DATASET »
- Opening Delimiter -

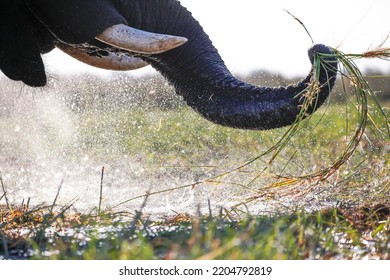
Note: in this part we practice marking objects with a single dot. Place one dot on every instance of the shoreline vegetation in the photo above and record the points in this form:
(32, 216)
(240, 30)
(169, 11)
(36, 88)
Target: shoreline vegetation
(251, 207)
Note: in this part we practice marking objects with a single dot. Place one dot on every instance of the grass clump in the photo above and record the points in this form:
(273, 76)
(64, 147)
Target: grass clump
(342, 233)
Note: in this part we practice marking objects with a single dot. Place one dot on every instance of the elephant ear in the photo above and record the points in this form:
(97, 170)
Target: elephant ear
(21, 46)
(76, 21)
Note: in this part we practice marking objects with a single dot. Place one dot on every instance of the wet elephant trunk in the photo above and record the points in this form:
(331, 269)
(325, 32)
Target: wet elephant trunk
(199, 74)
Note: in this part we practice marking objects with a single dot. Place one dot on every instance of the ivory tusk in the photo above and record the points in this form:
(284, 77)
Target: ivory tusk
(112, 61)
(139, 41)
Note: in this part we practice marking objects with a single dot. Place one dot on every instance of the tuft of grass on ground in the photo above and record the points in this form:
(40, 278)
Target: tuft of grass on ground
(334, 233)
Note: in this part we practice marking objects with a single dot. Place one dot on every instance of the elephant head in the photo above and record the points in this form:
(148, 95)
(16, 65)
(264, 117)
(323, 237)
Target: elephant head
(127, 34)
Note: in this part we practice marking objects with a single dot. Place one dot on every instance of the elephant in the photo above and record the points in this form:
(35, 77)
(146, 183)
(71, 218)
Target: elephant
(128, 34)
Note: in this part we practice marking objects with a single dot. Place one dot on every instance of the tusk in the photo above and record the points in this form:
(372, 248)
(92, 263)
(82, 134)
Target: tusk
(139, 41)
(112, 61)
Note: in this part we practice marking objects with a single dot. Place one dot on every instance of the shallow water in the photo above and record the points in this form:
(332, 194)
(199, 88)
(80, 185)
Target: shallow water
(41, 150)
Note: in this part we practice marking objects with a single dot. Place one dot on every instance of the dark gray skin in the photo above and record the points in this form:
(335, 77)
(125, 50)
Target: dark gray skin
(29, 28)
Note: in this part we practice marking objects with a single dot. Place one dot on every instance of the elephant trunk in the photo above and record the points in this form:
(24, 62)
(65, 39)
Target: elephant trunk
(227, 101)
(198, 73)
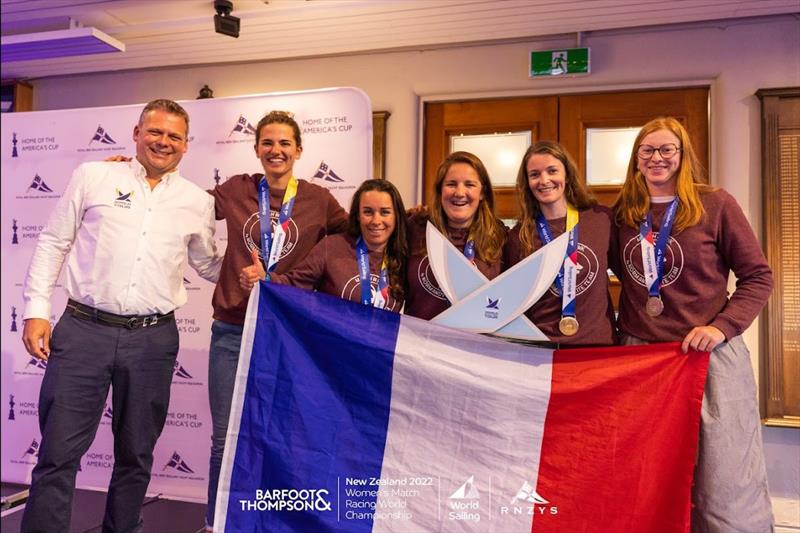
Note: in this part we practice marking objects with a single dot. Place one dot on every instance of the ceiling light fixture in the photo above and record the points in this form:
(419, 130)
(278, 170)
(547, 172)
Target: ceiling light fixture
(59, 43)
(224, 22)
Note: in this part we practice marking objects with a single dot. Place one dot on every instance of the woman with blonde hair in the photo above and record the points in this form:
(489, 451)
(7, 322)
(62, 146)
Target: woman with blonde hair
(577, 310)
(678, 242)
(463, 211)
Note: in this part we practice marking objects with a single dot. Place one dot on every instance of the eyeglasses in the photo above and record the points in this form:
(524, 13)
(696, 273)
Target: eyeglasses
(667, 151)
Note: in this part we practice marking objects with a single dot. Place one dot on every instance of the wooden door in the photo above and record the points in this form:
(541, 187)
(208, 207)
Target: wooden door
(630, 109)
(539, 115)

- Closing Delimiter -

PROBLEM REQUIREMENTS »
Leave out every picture and copy the rest of the records exactly.

ANSWER TO THE EXERCISE »
Note: in this part we practice marking objects with a single dot. Place one dot on every instance of the shoreline vegetation in the photo above and record the points in this form:
(32, 216)
(240, 30)
(169, 11)
(36, 88)
Target: shoreline vegetation
(251, 207)
Note: in this part we practice marking objects with a single dot. Place one dot on every instance of the grass clump in the photo above and record the points in this form:
(273, 76)
(64, 147)
Target: grass clump
(342, 233)
Note: in this part we practice marking objects with a single dot. Place one dot on every instance of the elephant ear in the photo above and record the points in this form:
(97, 170)
Target: elephant ear
(21, 46)
(76, 21)
Note: in this part we practice marking objects with a single dot. Place one dot on every instance of the wet elephant trunk in the photo above and record the points in this form:
(331, 269)
(325, 32)
Target: wet elephant trunk
(199, 74)
Note: in this part we practice marking objects with a single dot. Place one dot on every instance of the ivory tusk in the photo above and record the points in this form:
(284, 77)
Target: ivory tusk
(112, 61)
(139, 41)
Note: in this part we practice marking objects with a single dot. Place one dot on every instance of the tuft of grass on ground in the photo above and record the points in this form:
(40, 278)
Target: tuft of grass on ground
(334, 233)
Note: in this part we practice marking objects with a single dot. Place one dot on every instance of the elephant head in the photo above and record the points in this form:
(148, 95)
(16, 65)
(264, 117)
(323, 237)
Target: elephant head
(127, 34)
Note: in this part we practice marking objects with a single dot. Place one dot on every instance of the elephant in the photo above and record the points in this form:
(35, 77)
(146, 183)
(71, 218)
Target: elephant
(128, 34)
Note: in this part we practice marking objects with a single dot. Place one dot on every instance of the tusk in the photo above and record the points in this form:
(372, 248)
(92, 263)
(82, 134)
Target: tusk
(139, 41)
(112, 61)
Note: in this part we practice marking objects with a single dot. Place one dot on every instance of the shallow water in the photo above and record the points in this form:
(332, 194)
(199, 88)
(80, 185)
Target: shallow water
(41, 150)
Note: in this part we practice marking objects with a single dot. Place one dot on every instance of the dark gray skin in the photo above and record the points in this form:
(335, 77)
(125, 50)
Target: dark gray skin
(29, 28)
Note: in this part we practice marking objects with a single dot. Place one dot on every instance of the elephant trunk in the photo above and record the points in this form:
(24, 62)
(65, 39)
Target: elephant trunk
(227, 101)
(198, 73)
Note: in this part we practice marking objects with a single dot. Place one dot on every instance of the ceiling light fixture in the photo above and record the points in this form:
(419, 130)
(278, 170)
(547, 172)
Target: ceiling light fixture
(59, 43)
(224, 22)
Note: in this part we practice marking objects with a single dot. Place one dot on every instance of the woman with blonde hair in the photo above and record the points in this form:
(489, 451)
(7, 322)
(62, 146)
Target: woman with blonde hair
(577, 310)
(678, 242)
(463, 211)
Note: in this part we practice marking objects with a single dot. Place one dot on every instance of the eyeglasses in the photo above and record the points in this form:
(524, 13)
(696, 273)
Target: eyeglasses
(667, 151)
Note: in this part we practice marking objects with a single dot. Place one dot on every instance of the wooden door in the photo above and record the points in this form:
(541, 187)
(208, 207)
Target: wooden door
(630, 109)
(539, 115)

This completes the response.